▶ _Page extract_
- Opening Delimiter -
The Pola (Пола́) is a river in Andreapolsky and Penovsky Districts of Tver Oblast and Maryovsky, Demyansky, and Parfinsky Districts of Novgorod Oblast in Russia. It is a tributary of Lake Ilmen. It is 267 km long, and the area of its basin 74200 km2. The principal tributaries of the Pola are the Maryovka, Kamenka, Yavon, and Polomet rivers, all from the right.

The source of the Pola is located in the Valdai Hills, at the border between Andreapolsky and Penovsky Districts of Tver Oblast, southwest of the village of Pyatygino. It flows north, making the border between these districts, and enters Novgorod Oblast. The Pola accepts the Maryovka River from the right and turns east, then it accepts the Kamenka River from the right and turns north. In the village of Veliky Zavod the river makes a loop, and at the tip of the loop, in the village of Novoye Sokhnovo, it accepts the Yavon River from the right. In Novoye Sokhnovo the Pola turns west and in the village of Kostkovo it accepts the Polomet River, also from the right. Downstream from the mouth of the Polomet, the Pola turns northwest. Close to Lake Ilmen, the Pola shares a river delta with the Lovat and the Polist.
- Closing Delimiter -
Stored items:
- Opening Delimiter -
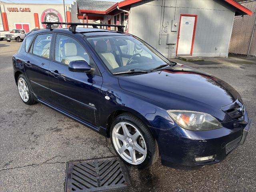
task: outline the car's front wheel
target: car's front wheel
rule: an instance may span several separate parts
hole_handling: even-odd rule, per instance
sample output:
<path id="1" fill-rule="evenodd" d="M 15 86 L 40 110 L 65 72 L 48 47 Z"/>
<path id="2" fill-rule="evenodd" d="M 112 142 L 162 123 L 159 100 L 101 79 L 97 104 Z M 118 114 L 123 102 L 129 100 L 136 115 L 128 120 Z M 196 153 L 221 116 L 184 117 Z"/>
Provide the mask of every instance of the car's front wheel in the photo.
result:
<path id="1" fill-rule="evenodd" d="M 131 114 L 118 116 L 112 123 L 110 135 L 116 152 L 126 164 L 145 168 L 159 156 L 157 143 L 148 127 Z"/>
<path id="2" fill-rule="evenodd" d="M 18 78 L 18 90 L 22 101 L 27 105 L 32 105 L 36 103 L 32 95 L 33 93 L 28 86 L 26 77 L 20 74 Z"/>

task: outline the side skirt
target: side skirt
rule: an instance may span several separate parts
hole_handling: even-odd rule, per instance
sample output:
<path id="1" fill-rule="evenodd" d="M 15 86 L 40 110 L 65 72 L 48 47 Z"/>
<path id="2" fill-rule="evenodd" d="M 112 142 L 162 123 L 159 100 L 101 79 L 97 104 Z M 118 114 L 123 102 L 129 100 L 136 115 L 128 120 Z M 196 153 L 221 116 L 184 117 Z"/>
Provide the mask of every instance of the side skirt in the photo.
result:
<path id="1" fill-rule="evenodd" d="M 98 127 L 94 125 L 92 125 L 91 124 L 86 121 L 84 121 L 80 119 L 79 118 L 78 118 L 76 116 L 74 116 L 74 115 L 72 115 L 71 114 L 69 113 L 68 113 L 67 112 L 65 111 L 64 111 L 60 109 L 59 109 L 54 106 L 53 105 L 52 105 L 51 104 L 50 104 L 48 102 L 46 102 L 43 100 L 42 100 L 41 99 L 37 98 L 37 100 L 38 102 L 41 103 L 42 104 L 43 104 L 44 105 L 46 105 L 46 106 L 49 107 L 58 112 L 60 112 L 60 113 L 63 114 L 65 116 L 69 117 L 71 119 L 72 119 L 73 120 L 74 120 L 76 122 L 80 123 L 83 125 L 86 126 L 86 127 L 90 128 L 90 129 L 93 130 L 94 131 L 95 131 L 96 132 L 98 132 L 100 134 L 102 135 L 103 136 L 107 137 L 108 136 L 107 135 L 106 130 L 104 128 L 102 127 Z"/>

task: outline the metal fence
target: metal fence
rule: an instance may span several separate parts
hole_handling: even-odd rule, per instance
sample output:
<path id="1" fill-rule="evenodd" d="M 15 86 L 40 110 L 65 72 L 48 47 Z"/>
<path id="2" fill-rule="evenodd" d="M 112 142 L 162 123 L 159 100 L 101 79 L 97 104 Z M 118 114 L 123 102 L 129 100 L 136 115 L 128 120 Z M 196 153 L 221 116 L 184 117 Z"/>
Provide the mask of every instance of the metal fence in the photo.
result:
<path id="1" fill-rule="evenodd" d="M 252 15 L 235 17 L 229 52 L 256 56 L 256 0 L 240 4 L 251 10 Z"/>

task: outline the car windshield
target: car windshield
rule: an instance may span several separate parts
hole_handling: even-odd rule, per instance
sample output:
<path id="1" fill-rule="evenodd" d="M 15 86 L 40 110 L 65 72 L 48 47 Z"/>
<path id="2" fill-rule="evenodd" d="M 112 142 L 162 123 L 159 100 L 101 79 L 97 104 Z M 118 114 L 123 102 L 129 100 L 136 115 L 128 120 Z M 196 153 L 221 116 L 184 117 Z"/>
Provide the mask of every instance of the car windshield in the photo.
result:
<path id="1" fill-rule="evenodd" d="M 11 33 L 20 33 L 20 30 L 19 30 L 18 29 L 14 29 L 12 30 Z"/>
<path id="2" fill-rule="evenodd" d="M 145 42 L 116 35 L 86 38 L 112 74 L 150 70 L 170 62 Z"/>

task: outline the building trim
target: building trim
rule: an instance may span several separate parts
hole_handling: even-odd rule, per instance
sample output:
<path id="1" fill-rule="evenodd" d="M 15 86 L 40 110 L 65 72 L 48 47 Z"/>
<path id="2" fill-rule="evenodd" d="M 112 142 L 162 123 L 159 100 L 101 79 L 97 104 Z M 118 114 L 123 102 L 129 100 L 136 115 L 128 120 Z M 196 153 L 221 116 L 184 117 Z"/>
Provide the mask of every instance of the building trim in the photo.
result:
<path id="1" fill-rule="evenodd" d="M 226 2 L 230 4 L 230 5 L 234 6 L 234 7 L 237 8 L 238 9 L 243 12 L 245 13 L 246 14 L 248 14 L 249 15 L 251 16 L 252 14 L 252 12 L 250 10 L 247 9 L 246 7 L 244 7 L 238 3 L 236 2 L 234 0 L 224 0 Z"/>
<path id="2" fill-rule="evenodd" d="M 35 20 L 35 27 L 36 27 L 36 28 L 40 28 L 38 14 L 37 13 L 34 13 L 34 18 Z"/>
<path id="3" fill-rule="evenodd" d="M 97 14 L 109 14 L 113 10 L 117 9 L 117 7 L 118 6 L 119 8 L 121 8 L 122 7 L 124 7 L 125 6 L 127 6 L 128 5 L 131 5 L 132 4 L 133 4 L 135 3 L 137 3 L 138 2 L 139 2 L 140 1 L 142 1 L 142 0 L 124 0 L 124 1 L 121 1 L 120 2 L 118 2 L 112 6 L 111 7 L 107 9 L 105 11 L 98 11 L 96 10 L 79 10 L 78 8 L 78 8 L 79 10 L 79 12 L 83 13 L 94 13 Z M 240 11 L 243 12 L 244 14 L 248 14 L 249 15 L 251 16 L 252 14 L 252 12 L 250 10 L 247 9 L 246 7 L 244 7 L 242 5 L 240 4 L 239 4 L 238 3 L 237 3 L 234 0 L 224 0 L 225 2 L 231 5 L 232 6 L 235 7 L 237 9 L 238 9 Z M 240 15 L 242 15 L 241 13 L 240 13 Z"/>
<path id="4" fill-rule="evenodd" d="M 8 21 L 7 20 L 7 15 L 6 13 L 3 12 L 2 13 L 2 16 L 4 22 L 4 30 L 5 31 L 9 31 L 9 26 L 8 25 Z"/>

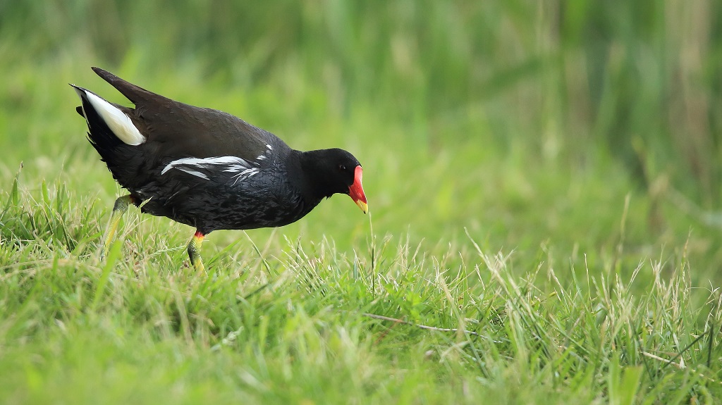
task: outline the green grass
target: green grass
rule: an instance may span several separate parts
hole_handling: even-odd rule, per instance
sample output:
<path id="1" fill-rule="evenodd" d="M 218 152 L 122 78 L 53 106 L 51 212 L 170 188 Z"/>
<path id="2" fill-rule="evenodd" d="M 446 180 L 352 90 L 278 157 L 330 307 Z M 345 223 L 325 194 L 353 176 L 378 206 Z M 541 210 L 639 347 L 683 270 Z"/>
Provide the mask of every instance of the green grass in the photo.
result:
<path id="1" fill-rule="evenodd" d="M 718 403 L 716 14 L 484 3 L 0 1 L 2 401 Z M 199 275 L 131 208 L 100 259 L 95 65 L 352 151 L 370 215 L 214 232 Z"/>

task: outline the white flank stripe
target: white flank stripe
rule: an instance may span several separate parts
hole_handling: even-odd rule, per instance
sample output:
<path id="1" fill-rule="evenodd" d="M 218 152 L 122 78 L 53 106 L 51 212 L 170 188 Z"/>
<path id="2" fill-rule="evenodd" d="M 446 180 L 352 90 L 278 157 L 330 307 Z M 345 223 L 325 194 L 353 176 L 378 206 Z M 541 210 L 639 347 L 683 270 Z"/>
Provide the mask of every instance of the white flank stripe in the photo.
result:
- Closing Delimiter -
▶ _Tasks for this exercise_
a. List every village named in the Pola River text.
b. Write the next part of the Pola River text, picking up after its final sentence.

▶ _Task responses_
a. Pyatygino, Veliky Zavod, Novoye Sokhnovo, Kostkovo

b.
The Pola provides the main drain from the northwestern slope of the Valdai Hills to the river basin of the Neva. In particular, many of the lakes in Valdaysky and Demyansky Districts of Novgorod Oblast drain into the Pola. The source and the upper course of the Polomet, the major tributary of the Pola, is located in Valdaysky National Park. Along with the Msta, the Lovat, the Polist, and the Shelon, the Pola is a principal tributary of Lake Ilmen.

The several lowest kilometers of the course of the Pola are listed in the State Water Register of Russia as navigable.